Extracted data entries
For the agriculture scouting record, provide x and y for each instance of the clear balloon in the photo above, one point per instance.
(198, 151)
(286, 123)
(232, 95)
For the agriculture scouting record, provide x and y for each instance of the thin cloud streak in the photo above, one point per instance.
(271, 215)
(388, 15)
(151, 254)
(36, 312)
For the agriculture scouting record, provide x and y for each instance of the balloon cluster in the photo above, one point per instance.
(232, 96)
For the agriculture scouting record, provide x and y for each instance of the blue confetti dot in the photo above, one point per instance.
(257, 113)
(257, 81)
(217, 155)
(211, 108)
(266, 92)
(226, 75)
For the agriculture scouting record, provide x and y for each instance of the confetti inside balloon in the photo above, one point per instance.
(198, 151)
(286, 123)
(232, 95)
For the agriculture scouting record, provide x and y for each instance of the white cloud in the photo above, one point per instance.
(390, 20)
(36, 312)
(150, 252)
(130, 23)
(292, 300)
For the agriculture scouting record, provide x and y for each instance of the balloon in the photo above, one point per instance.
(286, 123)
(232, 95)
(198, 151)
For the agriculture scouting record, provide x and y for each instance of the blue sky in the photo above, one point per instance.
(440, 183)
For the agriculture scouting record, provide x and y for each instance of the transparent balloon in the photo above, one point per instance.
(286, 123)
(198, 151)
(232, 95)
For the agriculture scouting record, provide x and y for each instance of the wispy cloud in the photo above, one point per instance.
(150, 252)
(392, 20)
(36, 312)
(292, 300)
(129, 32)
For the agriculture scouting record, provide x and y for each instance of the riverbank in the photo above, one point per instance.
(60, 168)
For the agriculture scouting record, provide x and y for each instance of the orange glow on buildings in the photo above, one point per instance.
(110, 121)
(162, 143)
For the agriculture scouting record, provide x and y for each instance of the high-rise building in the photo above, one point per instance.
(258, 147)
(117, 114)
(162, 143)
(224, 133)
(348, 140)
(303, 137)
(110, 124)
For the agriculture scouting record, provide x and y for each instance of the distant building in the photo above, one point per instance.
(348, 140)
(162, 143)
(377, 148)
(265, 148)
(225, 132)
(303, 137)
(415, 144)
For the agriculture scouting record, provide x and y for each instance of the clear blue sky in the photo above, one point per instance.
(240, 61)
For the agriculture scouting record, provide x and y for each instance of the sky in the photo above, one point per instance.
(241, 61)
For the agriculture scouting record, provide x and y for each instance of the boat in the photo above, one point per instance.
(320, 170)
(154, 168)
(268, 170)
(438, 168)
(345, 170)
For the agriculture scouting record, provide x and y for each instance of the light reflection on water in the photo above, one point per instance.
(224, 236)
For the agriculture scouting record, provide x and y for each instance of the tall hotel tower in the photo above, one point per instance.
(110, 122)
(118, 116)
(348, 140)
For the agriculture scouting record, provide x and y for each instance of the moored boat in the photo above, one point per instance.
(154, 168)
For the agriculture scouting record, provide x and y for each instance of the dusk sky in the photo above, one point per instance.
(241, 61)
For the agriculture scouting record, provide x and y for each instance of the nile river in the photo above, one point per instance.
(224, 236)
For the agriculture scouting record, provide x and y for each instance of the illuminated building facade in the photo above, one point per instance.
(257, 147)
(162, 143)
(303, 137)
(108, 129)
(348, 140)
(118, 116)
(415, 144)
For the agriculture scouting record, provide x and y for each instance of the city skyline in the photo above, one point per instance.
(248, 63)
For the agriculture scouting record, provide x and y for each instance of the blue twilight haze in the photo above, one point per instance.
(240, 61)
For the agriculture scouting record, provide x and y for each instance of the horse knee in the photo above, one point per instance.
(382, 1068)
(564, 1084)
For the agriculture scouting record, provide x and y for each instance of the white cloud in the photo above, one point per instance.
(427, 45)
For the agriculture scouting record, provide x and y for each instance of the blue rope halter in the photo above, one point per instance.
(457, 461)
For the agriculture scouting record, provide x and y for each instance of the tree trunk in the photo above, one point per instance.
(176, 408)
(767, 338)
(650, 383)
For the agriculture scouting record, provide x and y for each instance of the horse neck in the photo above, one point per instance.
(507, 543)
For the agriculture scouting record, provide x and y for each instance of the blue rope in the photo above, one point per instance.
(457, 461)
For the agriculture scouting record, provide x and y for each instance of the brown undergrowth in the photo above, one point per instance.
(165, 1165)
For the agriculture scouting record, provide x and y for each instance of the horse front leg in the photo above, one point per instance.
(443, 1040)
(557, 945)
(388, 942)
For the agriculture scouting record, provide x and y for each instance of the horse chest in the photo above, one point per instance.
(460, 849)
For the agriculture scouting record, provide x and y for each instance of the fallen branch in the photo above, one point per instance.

> REQUIRED WORK
Please reproduce every line of the material above, without changing anything.

> RESULT
For the agriculture scouting record, provide x and y for each instance of the clear balloon in the photo above, one point per instance.
(198, 151)
(286, 123)
(232, 95)
For the agriculture scouting record, provide x and y for each instance of the thin cloud streak in the photo above, one point per instance.
(271, 215)
(388, 15)
(151, 254)
(36, 312)
For the agriculture scouting record, provide x and y for each instance of the balloon cluster in the photo above, one point per instance.
(232, 96)
For the agriculture scouting record, provide x and y for each instance of the blue confetti dot in the photo above, one point per instance.
(257, 113)
(257, 81)
(217, 155)
(211, 108)
(266, 92)
(226, 75)
For the agriculture scouting record, provide x and y for each instance of the confetti inside balloon in the photo above, one point per instance.
(198, 151)
(286, 123)
(232, 95)
For the agriculture scouting record, provide x and y for each instance of the white cloud in the photo above, one point per instance.
(390, 20)
(36, 312)
(150, 252)
(130, 23)
(292, 300)
For the agriculture scouting record, provide x and y for each instance of the balloon in the photo above, one point per instance.
(286, 123)
(232, 95)
(198, 151)
For the agriculture scouting record, provide x and y for each instance of the blue sky in the photo above, one point per instance.
(440, 183)
For the agriculture scouting record, provide x and y for each instance of the transparent balloon in the photo above, one point per instance.
(286, 123)
(198, 151)
(232, 95)
For the agriculture scouting record, provide x and y for each instance of the wispy cloud in the photo above, one point per instance.
(150, 252)
(392, 20)
(36, 312)
(292, 300)
(129, 32)
For the agriculture scouting record, provide x and y for each instance of the riverbank in the photo above, one point per instance.
(60, 168)
For the agriculture scouting record, provide x and y for each instance of the orange glow on buildings in the photo above, one point per instance.
(110, 121)
(162, 143)
For the agriculture scouting record, provide x and y for each instance of the high-rise building in the photo above, one point per instance.
(258, 147)
(117, 114)
(162, 143)
(224, 133)
(348, 140)
(303, 137)
(110, 124)
For the agriculture scouting record, provide x and y for each instance of the distant building in the photo above, one point per instance.
(348, 140)
(162, 143)
(377, 148)
(265, 148)
(225, 132)
(303, 137)
(415, 144)
For the agriculture scouting record, provide x and y for each instance of the clear blue sky in the photo above, one point per instance.
(240, 61)
For the agriculture scouting record, provide x and y for each instance of the sky in the photo above, one point per instance.
(241, 61)
For the agriculture scouting record, provide x and y for each instance of the boat in the photo above, one point per instance.
(320, 170)
(154, 168)
(268, 170)
(438, 168)
(345, 170)
For the agriculture scouting record, provide x and y for each instance of the light reflection on water in the photo above, one point per instance.
(224, 236)
For the agriculture scouting record, provide x and y for each instance of the tall hotel tower in the photo above, one point per instance.
(110, 122)
(118, 116)
(348, 140)
For the agriculture scouting record, provide x and y for each instance of the moored boat in the photo above, one point per instance.
(154, 168)
For the agriculture scouting record, provide x and y for each instance of the dusk sky in the photo above, one point per instance.
(241, 61)
For the agriculture scouting record, provide x and y for each instance of the nile river in the photo above, one point per instance.
(224, 236)
For the agriculture scouting record, provide x and y for each instance of the illuminated building facade in the photo above, one point per instance.
(257, 147)
(162, 143)
(303, 137)
(108, 129)
(348, 140)
(118, 116)
(415, 144)
For the agriculture scouting record, provide x and y for each instance of the city skyline in the photo above, one point per instance.
(248, 63)
For the agriculture scouting record, provide x and y for each instance of the blue twilight haze in the photo above, one point per instance.
(240, 61)
For the agriculture scouting record, provide x and y for each instance of the horse knee in the photo above, one point per instance.
(382, 1068)
(564, 1084)
For the agriculture scouting record, provide x and y for each instance of the white cloud in the photo above, one point per instance.
(427, 45)
For the agriculture scouting record, provide x and y for each instance of the blue rope halter in the photo above, one point per instance.
(457, 461)
For the agriculture scouting record, provide x and y for each instance of the tree trunk in the photo above, one point per instance.
(176, 408)
(767, 338)
(650, 383)
For the agriculture scouting record, provide x and y for each instance of the horse neck in the photo above, one point per instance.
(507, 543)
For the agriculture scouting record, provide x and y for each instance of the blue rope in the photo above, one point per instance.
(457, 461)
For the agriculture scouting record, provide x and y for each instance of the brown undergrowth in the photo above, one point per instance.
(165, 1165)
For the agriculture scouting record, provide x and y for each instance of the horse front leg in the photo above, one point per instance.
(443, 1040)
(557, 945)
(388, 942)
For the agriculture scouting record, provide x and y for each instance of the horse chest in the photo above, one point per instance.
(460, 849)
For the agriculture scouting record, provide x and y for each instance of the fallen branch in the photo above, one point per instance.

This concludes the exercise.